#### Data for the task:
## Begin

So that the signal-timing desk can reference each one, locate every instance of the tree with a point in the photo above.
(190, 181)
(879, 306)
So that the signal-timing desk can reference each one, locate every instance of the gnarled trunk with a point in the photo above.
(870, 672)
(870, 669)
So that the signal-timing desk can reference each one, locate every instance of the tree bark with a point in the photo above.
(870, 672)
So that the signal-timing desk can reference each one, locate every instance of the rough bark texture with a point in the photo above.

## End
## Begin

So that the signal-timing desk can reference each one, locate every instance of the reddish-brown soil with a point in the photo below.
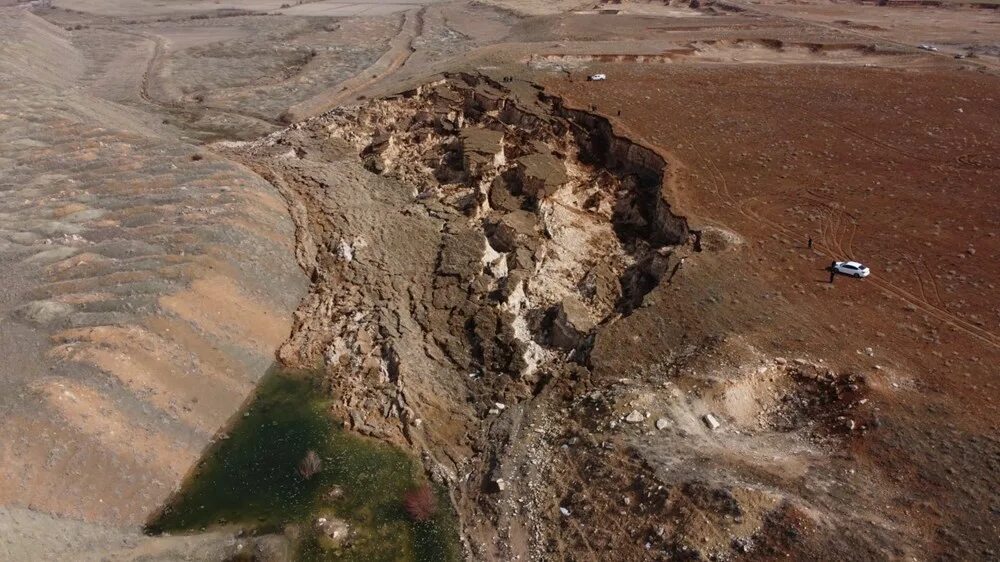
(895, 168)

## End
## Begin

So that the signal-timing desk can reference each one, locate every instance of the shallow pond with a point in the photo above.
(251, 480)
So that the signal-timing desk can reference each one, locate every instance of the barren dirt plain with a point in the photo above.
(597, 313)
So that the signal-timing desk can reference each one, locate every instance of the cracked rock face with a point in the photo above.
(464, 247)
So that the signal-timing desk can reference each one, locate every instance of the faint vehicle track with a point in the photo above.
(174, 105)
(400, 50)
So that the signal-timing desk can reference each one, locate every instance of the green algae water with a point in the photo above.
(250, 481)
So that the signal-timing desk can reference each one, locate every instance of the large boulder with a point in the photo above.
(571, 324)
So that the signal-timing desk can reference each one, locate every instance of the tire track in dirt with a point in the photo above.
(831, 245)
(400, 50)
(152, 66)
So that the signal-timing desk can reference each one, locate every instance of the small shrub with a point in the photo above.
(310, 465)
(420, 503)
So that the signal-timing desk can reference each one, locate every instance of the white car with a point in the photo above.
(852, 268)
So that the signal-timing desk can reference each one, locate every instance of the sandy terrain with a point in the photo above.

## End

#### What is required:
Please print the lines of the listing verbatim, beginning at the line that contains "pond with a point in the photo above." and stopping after the line that contains "terrain with a point in the photo above.".

#### Result:
So that the signal-timing desk can reference each one, locate every instance of the shallow pond with a point in the photo above.
(251, 480)
So that the signal-timing desk can reference each one, locate every instance of the barren dirt plain with a point in the photo above.
(597, 313)
So that the signal-timing desk can reference each one, locate every instance of the cracked rock face with a point in the photo above.
(464, 247)
So that the signal-timing desk can reference each one, locate every instance of the faint vehicle track with a point in the photo above.
(174, 105)
(400, 50)
So that the signal-timing desk can reference each one, locate every instance of the green algae water with a point in the photo above.
(250, 481)
So that the signal-timing desk can reference each one, locate every instance of the large boulder with a point in the photo above.
(571, 324)
So that the signal-timing desk can reference each one, locate every instance of the tire track in dirt with a point in the photo above.
(831, 245)
(400, 50)
(152, 66)
So that the signal-timing desk can reference each one, locate every instance of the small shrub with a point in the photo above.
(310, 465)
(420, 503)
So that the signal-timing desk can reference each one, locate every instance of the white car with a point in the photo above.
(852, 268)
So that the signal-timing desk can reference each one, locate every instance of the sandy terrain with a point in the photo above.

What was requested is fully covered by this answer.